* What the exercise asks
Put the records below into a Markdown table with the columns Row and Line, giving each line its own row number and dropping any blank lines.

* Extracted material

"""

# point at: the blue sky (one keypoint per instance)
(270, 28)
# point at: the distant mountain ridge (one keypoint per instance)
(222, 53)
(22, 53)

"""

* Task solution
| Row | Line |
|---|---|
| 1 | # point at: the blue sky (one keypoint per instance) |
| 2 | (270, 28) |
| 3 | # point at: the distant mountain ridge (one keypoint per instance) |
| 4 | (222, 53) |
| 5 | (22, 53) |